-------- Extracted data --------
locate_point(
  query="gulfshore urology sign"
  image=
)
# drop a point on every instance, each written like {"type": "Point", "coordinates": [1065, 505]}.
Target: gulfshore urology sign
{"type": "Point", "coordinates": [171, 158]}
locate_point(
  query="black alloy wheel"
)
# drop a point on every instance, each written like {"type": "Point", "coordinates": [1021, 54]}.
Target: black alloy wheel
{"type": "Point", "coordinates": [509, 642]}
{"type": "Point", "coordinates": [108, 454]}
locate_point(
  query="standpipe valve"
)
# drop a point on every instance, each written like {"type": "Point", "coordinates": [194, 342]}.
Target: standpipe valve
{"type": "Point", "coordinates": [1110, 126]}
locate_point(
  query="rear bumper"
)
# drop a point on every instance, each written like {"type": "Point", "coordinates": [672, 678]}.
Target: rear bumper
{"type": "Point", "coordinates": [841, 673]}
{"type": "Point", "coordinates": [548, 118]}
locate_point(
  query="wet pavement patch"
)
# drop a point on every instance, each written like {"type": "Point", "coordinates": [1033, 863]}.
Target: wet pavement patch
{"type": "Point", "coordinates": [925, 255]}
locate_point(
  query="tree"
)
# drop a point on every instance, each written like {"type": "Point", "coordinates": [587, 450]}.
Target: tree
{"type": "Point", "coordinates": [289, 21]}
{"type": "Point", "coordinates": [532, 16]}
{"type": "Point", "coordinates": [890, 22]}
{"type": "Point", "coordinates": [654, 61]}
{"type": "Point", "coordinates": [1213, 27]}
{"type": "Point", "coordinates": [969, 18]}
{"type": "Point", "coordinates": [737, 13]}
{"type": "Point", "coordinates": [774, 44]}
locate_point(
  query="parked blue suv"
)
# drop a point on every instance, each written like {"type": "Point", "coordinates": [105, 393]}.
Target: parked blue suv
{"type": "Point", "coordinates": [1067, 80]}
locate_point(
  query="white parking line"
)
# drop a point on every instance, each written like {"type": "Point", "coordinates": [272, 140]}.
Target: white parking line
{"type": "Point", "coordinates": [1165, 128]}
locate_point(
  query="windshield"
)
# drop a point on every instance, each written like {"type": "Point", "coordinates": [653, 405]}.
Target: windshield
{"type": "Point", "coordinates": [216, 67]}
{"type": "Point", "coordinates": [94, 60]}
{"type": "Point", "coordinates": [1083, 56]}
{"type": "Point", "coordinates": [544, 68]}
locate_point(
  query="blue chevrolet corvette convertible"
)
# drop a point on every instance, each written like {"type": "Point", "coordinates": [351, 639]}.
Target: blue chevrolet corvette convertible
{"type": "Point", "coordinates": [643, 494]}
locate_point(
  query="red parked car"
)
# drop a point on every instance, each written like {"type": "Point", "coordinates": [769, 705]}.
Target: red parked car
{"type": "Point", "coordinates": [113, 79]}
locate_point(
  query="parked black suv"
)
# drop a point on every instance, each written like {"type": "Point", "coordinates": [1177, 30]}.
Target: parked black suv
--------
▸ What needs to be done: Retype the whole listing exactly.

▸ Task answer:
locate_point(
  query="gulfshore urology sign"
  image=
)
# drop a point on every instance, each written like {"type": "Point", "coordinates": [1065, 505]}.
Target: gulfshore urology sign
{"type": "Point", "coordinates": [171, 158]}
locate_point(
  query="black alloy wheel"
)
# drop a point on every instance, each written like {"type": "Point", "coordinates": [1021, 54]}.
Target: black alloy wheel
{"type": "Point", "coordinates": [509, 642]}
{"type": "Point", "coordinates": [108, 454]}
locate_point(
  query="standpipe valve"
)
# drop a point on every instance, each written like {"type": "Point", "coordinates": [194, 342]}.
Target: standpipe valve
{"type": "Point", "coordinates": [1110, 126]}
locate_point(
  query="rear bumper"
)
# drop a point on every instance, each written like {"type": "Point", "coordinates": [672, 678]}.
Target: rear bumper
{"type": "Point", "coordinates": [841, 673]}
{"type": "Point", "coordinates": [548, 118]}
locate_point(
  query="wet pavement patch"
)
# drop a point on every instance, each written like {"type": "Point", "coordinates": [1033, 863]}.
Target: wet pavement patch
{"type": "Point", "coordinates": [925, 255]}
locate_point(
  query="tree"
)
# drop a point on every instance, each written like {"type": "Point", "coordinates": [587, 450]}.
Target: tree
{"type": "Point", "coordinates": [289, 21]}
{"type": "Point", "coordinates": [532, 16]}
{"type": "Point", "coordinates": [890, 22]}
{"type": "Point", "coordinates": [654, 61]}
{"type": "Point", "coordinates": [1213, 27]}
{"type": "Point", "coordinates": [969, 18]}
{"type": "Point", "coordinates": [737, 13]}
{"type": "Point", "coordinates": [774, 44]}
locate_point(
  query="parked blue suv"
)
# drop a point on every instance, each written like {"type": "Point", "coordinates": [105, 393]}.
Target: parked blue suv
{"type": "Point", "coordinates": [1067, 80]}
locate_point(
  query="white parking line"
)
# drop a point on every instance, each written like {"type": "Point", "coordinates": [272, 140]}.
Target: white parking line
{"type": "Point", "coordinates": [1165, 128]}
locate_point(
  query="windshield"
)
# drop a point on every instance, each written like {"type": "Point", "coordinates": [653, 405]}.
Target: windshield
{"type": "Point", "coordinates": [216, 67]}
{"type": "Point", "coordinates": [94, 60]}
{"type": "Point", "coordinates": [1083, 56]}
{"type": "Point", "coordinates": [544, 68]}
locate_point(
  query="blue chevrolet corvette convertible"
)
# drop a point on every instance, each written like {"type": "Point", "coordinates": [351, 639]}.
Target: blue chevrolet corvette convertible
{"type": "Point", "coordinates": [643, 494]}
locate_point(
  query="red parked car"
)
# drop a point on every instance, each written like {"type": "Point", "coordinates": [769, 705]}.
Target: red parked car
{"type": "Point", "coordinates": [113, 79]}
locate_point(
  query="parked black suv"
)
# drop a point on every instance, each written like {"type": "Point", "coordinates": [1177, 30]}.
Target: parked black suv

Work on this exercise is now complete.